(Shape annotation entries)
= = = =
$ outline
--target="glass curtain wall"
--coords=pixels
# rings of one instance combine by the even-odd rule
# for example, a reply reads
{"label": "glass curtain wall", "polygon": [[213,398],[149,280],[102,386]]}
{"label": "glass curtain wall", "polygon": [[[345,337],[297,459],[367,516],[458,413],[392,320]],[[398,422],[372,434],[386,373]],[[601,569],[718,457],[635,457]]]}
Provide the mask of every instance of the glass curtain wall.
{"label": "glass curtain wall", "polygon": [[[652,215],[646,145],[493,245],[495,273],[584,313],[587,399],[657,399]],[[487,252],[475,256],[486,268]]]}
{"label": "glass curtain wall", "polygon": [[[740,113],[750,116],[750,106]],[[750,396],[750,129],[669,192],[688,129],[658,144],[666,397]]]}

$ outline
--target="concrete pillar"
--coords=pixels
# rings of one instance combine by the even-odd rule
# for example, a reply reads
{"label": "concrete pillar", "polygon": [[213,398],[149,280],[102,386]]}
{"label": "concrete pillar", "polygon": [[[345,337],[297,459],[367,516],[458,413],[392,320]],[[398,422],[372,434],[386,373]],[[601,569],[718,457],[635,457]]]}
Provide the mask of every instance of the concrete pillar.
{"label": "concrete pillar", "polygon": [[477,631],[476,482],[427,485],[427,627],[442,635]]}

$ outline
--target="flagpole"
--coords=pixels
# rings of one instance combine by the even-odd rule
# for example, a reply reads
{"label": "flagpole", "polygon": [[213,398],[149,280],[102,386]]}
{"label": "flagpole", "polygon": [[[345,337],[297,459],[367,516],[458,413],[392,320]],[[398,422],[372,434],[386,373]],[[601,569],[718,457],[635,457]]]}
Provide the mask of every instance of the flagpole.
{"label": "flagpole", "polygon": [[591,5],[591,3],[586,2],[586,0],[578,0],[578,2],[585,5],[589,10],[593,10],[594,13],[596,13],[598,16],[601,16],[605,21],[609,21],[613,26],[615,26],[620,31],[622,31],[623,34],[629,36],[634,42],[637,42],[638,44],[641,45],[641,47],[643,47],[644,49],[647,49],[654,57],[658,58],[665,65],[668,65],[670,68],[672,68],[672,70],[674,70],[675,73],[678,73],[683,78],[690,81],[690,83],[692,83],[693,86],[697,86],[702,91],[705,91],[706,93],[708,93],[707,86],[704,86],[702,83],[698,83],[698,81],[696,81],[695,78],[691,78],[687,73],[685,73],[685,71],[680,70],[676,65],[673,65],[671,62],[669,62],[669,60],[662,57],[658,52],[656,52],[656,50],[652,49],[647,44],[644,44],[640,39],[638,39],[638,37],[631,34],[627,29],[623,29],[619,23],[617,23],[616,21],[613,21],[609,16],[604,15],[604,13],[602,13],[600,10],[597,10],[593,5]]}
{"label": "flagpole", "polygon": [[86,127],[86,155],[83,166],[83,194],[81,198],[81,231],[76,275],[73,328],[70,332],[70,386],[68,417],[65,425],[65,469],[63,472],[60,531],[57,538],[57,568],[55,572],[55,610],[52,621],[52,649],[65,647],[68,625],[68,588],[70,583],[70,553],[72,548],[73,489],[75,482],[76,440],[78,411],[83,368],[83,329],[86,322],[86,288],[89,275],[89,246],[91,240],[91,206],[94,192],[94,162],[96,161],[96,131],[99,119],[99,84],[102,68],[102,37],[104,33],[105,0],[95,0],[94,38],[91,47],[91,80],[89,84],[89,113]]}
= = = =
- **Problem details**
Copy out every one of the items above, line for line, without changing anything.

- **Answer to this problem**
$ outline
--target="glass curtain wall"
--coords=pixels
# rings of one instance combine by the even-odd rule
# for example, a reply reads
{"label": "glass curtain wall", "polygon": [[213,398],[149,280],[102,386]]}
{"label": "glass curtain wall", "polygon": [[[345,337],[297,459],[367,516],[458,413],[392,320]],[[398,422],[372,434],[386,373]],[[601,569],[718,457],[635,457]]]}
Provide the mask of every instance of the glass curtain wall.
{"label": "glass curtain wall", "polygon": [[[652,215],[646,145],[493,245],[495,273],[584,313],[587,399],[657,399]],[[487,252],[475,256],[486,268]]]}
{"label": "glass curtain wall", "polygon": [[[740,113],[750,116],[750,106]],[[750,396],[750,129],[669,192],[688,129],[658,144],[666,397]]]}

$ outline
--target="concrete pillar"
--coords=pixels
# rings of one instance combine by the even-odd rule
# for example, a reply reads
{"label": "concrete pillar", "polygon": [[213,398],[149,280],[102,386]]}
{"label": "concrete pillar", "polygon": [[[345,337],[297,459],[367,516],[458,413],[392,320]],[[398,422],[372,434],[386,373]],[[601,569],[718,457],[635,457]]]}
Provide the mask of every instance of the concrete pillar.
{"label": "concrete pillar", "polygon": [[477,631],[476,482],[427,485],[427,627],[442,635]]}

$ outline
--target="flagpole"
--coords=pixels
# rings of one instance combine by the even-odd rule
# for example, a reply reads
{"label": "flagpole", "polygon": [[213,398],[149,280],[102,386]]}
{"label": "flagpole", "polygon": [[[345,337],[297,459],[367,516],[458,413],[392,320]],[[398,422],[372,434],[386,373]],[[601,569],[718,457],[635,457]]]}
Provide the mask of every instance of the flagpole.
{"label": "flagpole", "polygon": [[591,5],[591,3],[586,2],[586,0],[578,0],[578,2],[585,5],[589,10],[593,10],[594,13],[596,13],[598,16],[601,16],[605,21],[609,21],[613,26],[615,26],[620,31],[622,31],[623,34],[629,36],[634,42],[637,42],[638,44],[641,45],[641,47],[643,47],[644,49],[647,49],[654,57],[658,58],[665,65],[668,65],[670,68],[672,68],[672,70],[674,70],[675,73],[678,73],[683,78],[690,81],[690,83],[692,83],[693,86],[697,86],[702,91],[705,91],[706,93],[708,93],[707,86],[704,86],[702,83],[698,83],[698,81],[696,81],[695,78],[691,78],[687,73],[685,73],[685,71],[680,70],[676,65],[673,65],[671,62],[669,62],[669,60],[662,57],[658,52],[656,52],[656,50],[652,49],[647,44],[644,44],[640,39],[638,39],[638,37],[631,34],[627,29],[623,29],[619,23],[617,23],[616,21],[613,21],[609,16],[604,15],[604,13],[602,13],[600,10],[597,10],[593,5]]}
{"label": "flagpole", "polygon": [[86,127],[86,155],[83,166],[83,194],[81,198],[81,231],[76,275],[73,328],[70,332],[70,386],[68,417],[65,425],[65,469],[63,472],[60,531],[57,538],[57,568],[55,572],[55,610],[52,621],[52,649],[65,647],[68,625],[68,588],[70,583],[70,553],[72,548],[73,489],[75,482],[76,440],[78,411],[83,368],[83,329],[86,322],[86,288],[89,275],[89,246],[91,240],[91,206],[94,192],[94,162],[96,161],[96,131],[99,119],[99,84],[102,68],[102,37],[104,33],[105,0],[95,0],[94,38],[91,47],[91,80],[89,84],[89,113]]}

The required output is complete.